Locate every line in the listing below that contains the word "gold" and copy each of those lines in full.

BEGIN INFORMATION PROVIDED

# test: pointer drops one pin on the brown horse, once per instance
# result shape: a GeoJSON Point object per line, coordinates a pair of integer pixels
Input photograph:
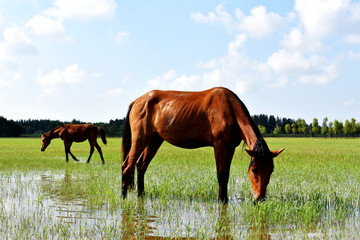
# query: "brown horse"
{"type": "Point", "coordinates": [214, 117]}
{"type": "Point", "coordinates": [70, 133]}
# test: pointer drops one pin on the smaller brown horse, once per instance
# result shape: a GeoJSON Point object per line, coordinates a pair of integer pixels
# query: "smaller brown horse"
{"type": "Point", "coordinates": [70, 133]}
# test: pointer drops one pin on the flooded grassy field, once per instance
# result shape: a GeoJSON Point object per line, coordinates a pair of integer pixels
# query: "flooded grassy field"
{"type": "Point", "coordinates": [314, 193]}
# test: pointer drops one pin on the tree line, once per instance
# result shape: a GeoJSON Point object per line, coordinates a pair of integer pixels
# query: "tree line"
{"type": "Point", "coordinates": [32, 127]}
{"type": "Point", "coordinates": [268, 125]}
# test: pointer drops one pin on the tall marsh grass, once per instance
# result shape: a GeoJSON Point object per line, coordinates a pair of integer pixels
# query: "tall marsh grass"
{"type": "Point", "coordinates": [313, 193]}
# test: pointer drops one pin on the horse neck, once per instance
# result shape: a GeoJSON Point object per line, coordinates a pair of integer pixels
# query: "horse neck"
{"type": "Point", "coordinates": [250, 132]}
{"type": "Point", "coordinates": [54, 133]}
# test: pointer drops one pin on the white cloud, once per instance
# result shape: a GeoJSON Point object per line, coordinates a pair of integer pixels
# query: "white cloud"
{"type": "Point", "coordinates": [321, 18]}
{"type": "Point", "coordinates": [354, 55]}
{"type": "Point", "coordinates": [313, 69]}
{"type": "Point", "coordinates": [184, 82]}
{"type": "Point", "coordinates": [259, 24]}
{"type": "Point", "coordinates": [16, 43]}
{"type": "Point", "coordinates": [122, 37]}
{"type": "Point", "coordinates": [160, 81]}
{"type": "Point", "coordinates": [54, 81]}
{"type": "Point", "coordinates": [237, 43]}
{"type": "Point", "coordinates": [349, 102]}
{"type": "Point", "coordinates": [296, 41]}
{"type": "Point", "coordinates": [352, 38]}
{"type": "Point", "coordinates": [220, 16]}
{"type": "Point", "coordinates": [209, 64]}
{"type": "Point", "coordinates": [113, 93]}
{"type": "Point", "coordinates": [46, 26]}
{"type": "Point", "coordinates": [82, 9]}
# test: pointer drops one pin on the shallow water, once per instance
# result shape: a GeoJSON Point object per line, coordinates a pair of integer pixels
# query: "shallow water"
{"type": "Point", "coordinates": [38, 205]}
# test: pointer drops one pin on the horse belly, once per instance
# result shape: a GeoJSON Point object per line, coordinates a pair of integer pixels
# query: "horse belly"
{"type": "Point", "coordinates": [186, 137]}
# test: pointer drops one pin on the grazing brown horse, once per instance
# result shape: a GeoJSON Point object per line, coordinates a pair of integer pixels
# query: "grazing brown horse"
{"type": "Point", "coordinates": [70, 133]}
{"type": "Point", "coordinates": [214, 117]}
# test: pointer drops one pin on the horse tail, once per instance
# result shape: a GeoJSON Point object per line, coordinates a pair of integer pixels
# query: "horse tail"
{"type": "Point", "coordinates": [102, 133]}
{"type": "Point", "coordinates": [126, 143]}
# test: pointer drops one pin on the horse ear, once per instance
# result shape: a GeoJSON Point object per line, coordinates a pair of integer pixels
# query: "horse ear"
{"type": "Point", "coordinates": [277, 152]}
{"type": "Point", "coordinates": [251, 153]}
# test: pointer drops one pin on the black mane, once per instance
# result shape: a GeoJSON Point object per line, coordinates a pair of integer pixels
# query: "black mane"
{"type": "Point", "coordinates": [263, 153]}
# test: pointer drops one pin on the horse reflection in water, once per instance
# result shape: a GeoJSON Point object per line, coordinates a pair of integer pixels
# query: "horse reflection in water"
{"type": "Point", "coordinates": [214, 117]}
{"type": "Point", "coordinates": [139, 224]}
{"type": "Point", "coordinates": [70, 133]}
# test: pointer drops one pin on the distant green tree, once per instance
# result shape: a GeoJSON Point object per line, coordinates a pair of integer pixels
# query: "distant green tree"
{"type": "Point", "coordinates": [277, 130]}
{"type": "Point", "coordinates": [354, 129]}
{"type": "Point", "coordinates": [347, 128]}
{"type": "Point", "coordinates": [302, 126]}
{"type": "Point", "coordinates": [288, 128]}
{"type": "Point", "coordinates": [324, 128]}
{"type": "Point", "coordinates": [293, 128]}
{"type": "Point", "coordinates": [331, 129]}
{"type": "Point", "coordinates": [338, 128]}
{"type": "Point", "coordinates": [315, 127]}
{"type": "Point", "coordinates": [262, 129]}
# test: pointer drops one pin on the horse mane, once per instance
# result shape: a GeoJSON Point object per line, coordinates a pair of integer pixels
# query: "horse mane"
{"type": "Point", "coordinates": [263, 152]}
{"type": "Point", "coordinates": [52, 130]}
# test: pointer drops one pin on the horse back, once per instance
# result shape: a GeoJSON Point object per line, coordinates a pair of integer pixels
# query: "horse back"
{"type": "Point", "coordinates": [81, 132]}
{"type": "Point", "coordinates": [186, 119]}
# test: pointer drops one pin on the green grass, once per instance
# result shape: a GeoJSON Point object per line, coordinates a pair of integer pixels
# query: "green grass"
{"type": "Point", "coordinates": [313, 193]}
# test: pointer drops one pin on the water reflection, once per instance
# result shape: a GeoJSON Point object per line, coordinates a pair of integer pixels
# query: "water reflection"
{"type": "Point", "coordinates": [64, 204]}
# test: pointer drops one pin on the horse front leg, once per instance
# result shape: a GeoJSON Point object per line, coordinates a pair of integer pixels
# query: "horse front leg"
{"type": "Point", "coordinates": [100, 152]}
{"type": "Point", "coordinates": [91, 152]}
{"type": "Point", "coordinates": [128, 167]}
{"type": "Point", "coordinates": [145, 160]}
{"type": "Point", "coordinates": [223, 157]}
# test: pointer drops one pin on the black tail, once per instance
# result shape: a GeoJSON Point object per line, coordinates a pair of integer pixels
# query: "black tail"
{"type": "Point", "coordinates": [102, 133]}
{"type": "Point", "coordinates": [126, 144]}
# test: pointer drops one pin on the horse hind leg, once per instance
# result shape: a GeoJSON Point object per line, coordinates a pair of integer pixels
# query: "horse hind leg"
{"type": "Point", "coordinates": [91, 152]}
{"type": "Point", "coordinates": [100, 152]}
{"type": "Point", "coordinates": [67, 151]}
{"type": "Point", "coordinates": [145, 160]}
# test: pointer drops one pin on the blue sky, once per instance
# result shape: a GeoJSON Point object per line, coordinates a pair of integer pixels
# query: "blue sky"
{"type": "Point", "coordinates": [88, 59]}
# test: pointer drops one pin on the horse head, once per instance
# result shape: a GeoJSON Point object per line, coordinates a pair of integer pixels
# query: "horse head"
{"type": "Point", "coordinates": [260, 169]}
{"type": "Point", "coordinates": [45, 141]}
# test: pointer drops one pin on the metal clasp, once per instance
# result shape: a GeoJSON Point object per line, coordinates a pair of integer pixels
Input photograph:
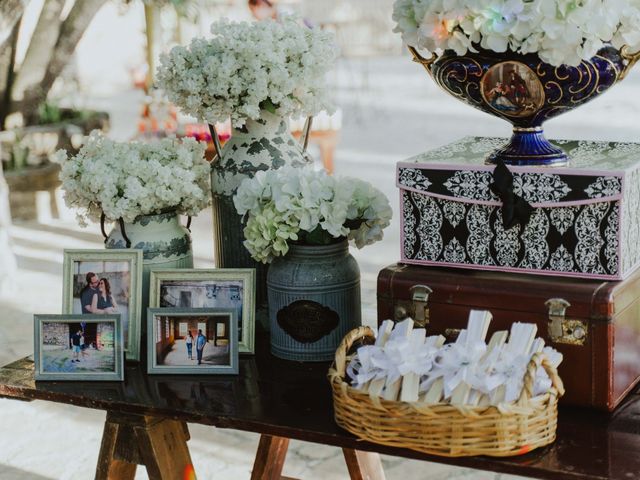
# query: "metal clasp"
{"type": "Point", "coordinates": [417, 308]}
{"type": "Point", "coordinates": [561, 329]}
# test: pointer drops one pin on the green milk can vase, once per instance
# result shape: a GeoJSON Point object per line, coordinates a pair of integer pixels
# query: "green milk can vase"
{"type": "Point", "coordinates": [314, 301]}
{"type": "Point", "coordinates": [261, 144]}
{"type": "Point", "coordinates": [162, 238]}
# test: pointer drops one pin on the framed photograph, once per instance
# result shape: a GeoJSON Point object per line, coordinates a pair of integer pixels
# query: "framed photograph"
{"type": "Point", "coordinates": [104, 282]}
{"type": "Point", "coordinates": [192, 340]}
{"type": "Point", "coordinates": [216, 288]}
{"type": "Point", "coordinates": [78, 347]}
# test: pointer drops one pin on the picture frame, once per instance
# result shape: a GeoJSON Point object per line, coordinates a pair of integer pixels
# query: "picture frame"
{"type": "Point", "coordinates": [210, 288]}
{"type": "Point", "coordinates": [123, 270]}
{"type": "Point", "coordinates": [167, 350]}
{"type": "Point", "coordinates": [62, 353]}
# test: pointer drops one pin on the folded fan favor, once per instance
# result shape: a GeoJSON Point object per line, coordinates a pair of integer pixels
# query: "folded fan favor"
{"type": "Point", "coordinates": [404, 364]}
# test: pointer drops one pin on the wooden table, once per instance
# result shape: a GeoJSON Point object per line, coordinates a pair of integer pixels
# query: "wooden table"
{"type": "Point", "coordinates": [286, 400]}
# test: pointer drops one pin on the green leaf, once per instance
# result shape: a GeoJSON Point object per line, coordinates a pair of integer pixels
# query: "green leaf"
{"type": "Point", "coordinates": [318, 236]}
{"type": "Point", "coordinates": [268, 105]}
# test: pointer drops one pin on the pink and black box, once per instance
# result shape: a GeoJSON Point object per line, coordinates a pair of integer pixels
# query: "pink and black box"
{"type": "Point", "coordinates": [582, 220]}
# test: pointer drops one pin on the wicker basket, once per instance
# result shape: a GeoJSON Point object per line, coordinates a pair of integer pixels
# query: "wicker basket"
{"type": "Point", "coordinates": [443, 429]}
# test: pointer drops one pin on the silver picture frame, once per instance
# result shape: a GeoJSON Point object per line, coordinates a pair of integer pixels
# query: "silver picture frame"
{"type": "Point", "coordinates": [59, 364]}
{"type": "Point", "coordinates": [132, 320]}
{"type": "Point", "coordinates": [200, 286]}
{"type": "Point", "coordinates": [164, 339]}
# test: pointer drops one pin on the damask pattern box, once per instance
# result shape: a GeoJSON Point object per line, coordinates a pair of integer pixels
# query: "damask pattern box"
{"type": "Point", "coordinates": [583, 221]}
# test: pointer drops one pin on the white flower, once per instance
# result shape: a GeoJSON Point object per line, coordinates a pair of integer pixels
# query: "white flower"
{"type": "Point", "coordinates": [560, 31]}
{"type": "Point", "coordinates": [126, 180]}
{"type": "Point", "coordinates": [247, 67]}
{"type": "Point", "coordinates": [302, 204]}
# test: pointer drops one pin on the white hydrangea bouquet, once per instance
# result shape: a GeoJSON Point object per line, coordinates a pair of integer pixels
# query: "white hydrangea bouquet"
{"type": "Point", "coordinates": [248, 67]}
{"type": "Point", "coordinates": [308, 207]}
{"type": "Point", "coordinates": [127, 180]}
{"type": "Point", "coordinates": [559, 31]}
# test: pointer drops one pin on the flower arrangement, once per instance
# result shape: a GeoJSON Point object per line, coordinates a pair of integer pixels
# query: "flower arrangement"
{"type": "Point", "coordinates": [126, 180]}
{"type": "Point", "coordinates": [559, 31]}
{"type": "Point", "coordinates": [248, 67]}
{"type": "Point", "coordinates": [309, 207]}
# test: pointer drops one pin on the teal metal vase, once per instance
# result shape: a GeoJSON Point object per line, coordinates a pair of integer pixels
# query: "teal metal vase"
{"type": "Point", "coordinates": [261, 144]}
{"type": "Point", "coordinates": [314, 301]}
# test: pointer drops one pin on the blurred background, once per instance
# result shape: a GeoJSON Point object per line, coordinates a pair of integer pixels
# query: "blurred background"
{"type": "Point", "coordinates": [67, 67]}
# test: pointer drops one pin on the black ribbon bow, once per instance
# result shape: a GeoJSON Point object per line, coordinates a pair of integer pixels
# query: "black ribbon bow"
{"type": "Point", "coordinates": [515, 209]}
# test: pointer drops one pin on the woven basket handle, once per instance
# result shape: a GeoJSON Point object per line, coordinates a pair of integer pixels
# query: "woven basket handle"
{"type": "Point", "coordinates": [537, 360]}
{"type": "Point", "coordinates": [349, 339]}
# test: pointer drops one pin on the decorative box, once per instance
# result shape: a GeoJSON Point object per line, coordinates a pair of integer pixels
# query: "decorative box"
{"type": "Point", "coordinates": [585, 220]}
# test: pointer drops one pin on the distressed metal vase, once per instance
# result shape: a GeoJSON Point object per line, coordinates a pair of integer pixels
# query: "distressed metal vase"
{"type": "Point", "coordinates": [164, 241]}
{"type": "Point", "coordinates": [261, 144]}
{"type": "Point", "coordinates": [314, 300]}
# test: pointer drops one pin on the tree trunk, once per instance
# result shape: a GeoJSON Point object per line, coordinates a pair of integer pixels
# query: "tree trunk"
{"type": "Point", "coordinates": [71, 31]}
{"type": "Point", "coordinates": [7, 65]}
{"type": "Point", "coordinates": [40, 48]}
{"type": "Point", "coordinates": [8, 265]}
{"type": "Point", "coordinates": [10, 13]}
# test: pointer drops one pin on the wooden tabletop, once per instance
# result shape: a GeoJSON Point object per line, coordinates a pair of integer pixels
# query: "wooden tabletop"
{"type": "Point", "coordinates": [293, 400]}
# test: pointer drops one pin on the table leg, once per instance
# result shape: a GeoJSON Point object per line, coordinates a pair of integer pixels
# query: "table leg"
{"type": "Point", "coordinates": [159, 444]}
{"type": "Point", "coordinates": [363, 465]}
{"type": "Point", "coordinates": [270, 458]}
{"type": "Point", "coordinates": [272, 452]}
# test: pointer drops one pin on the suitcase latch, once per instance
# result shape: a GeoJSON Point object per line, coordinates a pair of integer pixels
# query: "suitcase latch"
{"type": "Point", "coordinates": [417, 308]}
{"type": "Point", "coordinates": [560, 328]}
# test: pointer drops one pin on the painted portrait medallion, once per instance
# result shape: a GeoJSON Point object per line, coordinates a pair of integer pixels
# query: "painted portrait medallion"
{"type": "Point", "coordinates": [512, 89]}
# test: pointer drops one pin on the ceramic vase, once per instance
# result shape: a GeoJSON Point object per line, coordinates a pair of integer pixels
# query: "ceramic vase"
{"type": "Point", "coordinates": [260, 144]}
{"type": "Point", "coordinates": [162, 238]}
{"type": "Point", "coordinates": [525, 91]}
{"type": "Point", "coordinates": [314, 301]}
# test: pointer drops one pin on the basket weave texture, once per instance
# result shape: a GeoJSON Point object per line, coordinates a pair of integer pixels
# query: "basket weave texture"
{"type": "Point", "coordinates": [443, 429]}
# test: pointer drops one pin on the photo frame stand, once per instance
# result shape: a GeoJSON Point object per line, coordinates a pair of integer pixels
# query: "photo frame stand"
{"type": "Point", "coordinates": [160, 444]}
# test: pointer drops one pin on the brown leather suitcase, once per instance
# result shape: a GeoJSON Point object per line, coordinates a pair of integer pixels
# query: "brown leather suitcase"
{"type": "Point", "coordinates": [594, 324]}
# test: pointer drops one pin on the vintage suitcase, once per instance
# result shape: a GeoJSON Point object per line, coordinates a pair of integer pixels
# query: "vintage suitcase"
{"type": "Point", "coordinates": [594, 324]}
{"type": "Point", "coordinates": [583, 223]}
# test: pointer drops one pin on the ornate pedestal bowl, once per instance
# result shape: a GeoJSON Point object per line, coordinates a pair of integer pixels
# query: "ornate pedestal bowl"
{"type": "Point", "coordinates": [525, 91]}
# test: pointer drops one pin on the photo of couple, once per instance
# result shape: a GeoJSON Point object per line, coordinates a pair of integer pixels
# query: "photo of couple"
{"type": "Point", "coordinates": [102, 288]}
{"type": "Point", "coordinates": [96, 297]}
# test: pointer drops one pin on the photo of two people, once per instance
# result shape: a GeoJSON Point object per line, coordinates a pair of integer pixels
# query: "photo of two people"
{"type": "Point", "coordinates": [192, 341]}
{"type": "Point", "coordinates": [78, 347]}
{"type": "Point", "coordinates": [102, 288]}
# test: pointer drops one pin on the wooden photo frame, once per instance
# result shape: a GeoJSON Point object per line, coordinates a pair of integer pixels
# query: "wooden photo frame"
{"type": "Point", "coordinates": [170, 331]}
{"type": "Point", "coordinates": [122, 270]}
{"type": "Point", "coordinates": [213, 288]}
{"type": "Point", "coordinates": [78, 347]}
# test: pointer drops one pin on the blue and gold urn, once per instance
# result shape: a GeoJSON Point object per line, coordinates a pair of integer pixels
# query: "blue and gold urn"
{"type": "Point", "coordinates": [525, 91]}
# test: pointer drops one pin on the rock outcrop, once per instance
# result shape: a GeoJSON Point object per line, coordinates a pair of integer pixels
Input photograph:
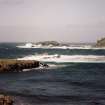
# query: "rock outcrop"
{"type": "Point", "coordinates": [6, 100]}
{"type": "Point", "coordinates": [17, 65]}
{"type": "Point", "coordinates": [101, 43]}
{"type": "Point", "coordinates": [47, 43]}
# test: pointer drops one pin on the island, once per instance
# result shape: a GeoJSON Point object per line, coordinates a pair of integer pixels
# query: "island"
{"type": "Point", "coordinates": [100, 43]}
{"type": "Point", "coordinates": [11, 65]}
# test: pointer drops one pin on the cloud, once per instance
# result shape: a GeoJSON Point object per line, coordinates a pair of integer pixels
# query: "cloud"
{"type": "Point", "coordinates": [11, 2]}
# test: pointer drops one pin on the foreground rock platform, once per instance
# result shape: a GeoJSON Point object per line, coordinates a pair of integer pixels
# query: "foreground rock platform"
{"type": "Point", "coordinates": [11, 65]}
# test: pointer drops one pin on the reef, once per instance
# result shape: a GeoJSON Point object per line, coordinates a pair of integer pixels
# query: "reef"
{"type": "Point", "coordinates": [10, 65]}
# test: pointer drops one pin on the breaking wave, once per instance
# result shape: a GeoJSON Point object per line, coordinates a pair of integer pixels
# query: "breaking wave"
{"type": "Point", "coordinates": [61, 47]}
{"type": "Point", "coordinates": [65, 58]}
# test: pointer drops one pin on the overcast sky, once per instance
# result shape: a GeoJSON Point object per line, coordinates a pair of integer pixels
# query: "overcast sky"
{"type": "Point", "coordinates": [60, 20]}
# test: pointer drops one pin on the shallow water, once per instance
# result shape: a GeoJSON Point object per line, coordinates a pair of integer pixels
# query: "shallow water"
{"type": "Point", "coordinates": [63, 83]}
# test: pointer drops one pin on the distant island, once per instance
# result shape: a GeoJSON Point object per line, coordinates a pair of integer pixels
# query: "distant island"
{"type": "Point", "coordinates": [100, 43]}
{"type": "Point", "coordinates": [47, 43]}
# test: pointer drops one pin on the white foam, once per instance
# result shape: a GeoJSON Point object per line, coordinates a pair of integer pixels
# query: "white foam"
{"type": "Point", "coordinates": [29, 45]}
{"type": "Point", "coordinates": [65, 58]}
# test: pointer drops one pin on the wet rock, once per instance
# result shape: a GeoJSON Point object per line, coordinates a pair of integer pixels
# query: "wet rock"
{"type": "Point", "coordinates": [6, 100]}
{"type": "Point", "coordinates": [16, 65]}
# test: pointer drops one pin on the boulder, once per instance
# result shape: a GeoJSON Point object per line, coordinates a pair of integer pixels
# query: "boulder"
{"type": "Point", "coordinates": [10, 65]}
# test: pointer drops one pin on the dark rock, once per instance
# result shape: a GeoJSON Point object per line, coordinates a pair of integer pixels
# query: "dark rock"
{"type": "Point", "coordinates": [47, 43]}
{"type": "Point", "coordinates": [6, 100]}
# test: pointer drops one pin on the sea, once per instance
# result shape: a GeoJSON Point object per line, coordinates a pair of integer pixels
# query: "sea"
{"type": "Point", "coordinates": [75, 76]}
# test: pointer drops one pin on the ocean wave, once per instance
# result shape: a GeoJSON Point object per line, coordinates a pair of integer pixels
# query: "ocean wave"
{"type": "Point", "coordinates": [62, 47]}
{"type": "Point", "coordinates": [65, 58]}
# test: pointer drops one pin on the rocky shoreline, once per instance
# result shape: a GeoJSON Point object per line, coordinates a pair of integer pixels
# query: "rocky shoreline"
{"type": "Point", "coordinates": [10, 65]}
{"type": "Point", "coordinates": [6, 100]}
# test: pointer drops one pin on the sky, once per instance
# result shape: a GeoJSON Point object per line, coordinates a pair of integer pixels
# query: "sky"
{"type": "Point", "coordinates": [59, 20]}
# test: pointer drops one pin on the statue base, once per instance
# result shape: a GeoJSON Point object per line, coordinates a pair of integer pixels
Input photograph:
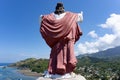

END INFORMATION PROVIDED

# TASK RESPONSE
# test: pointer drops one pin on the blue and gold urn, once per instance
# query: "blue and gold urn"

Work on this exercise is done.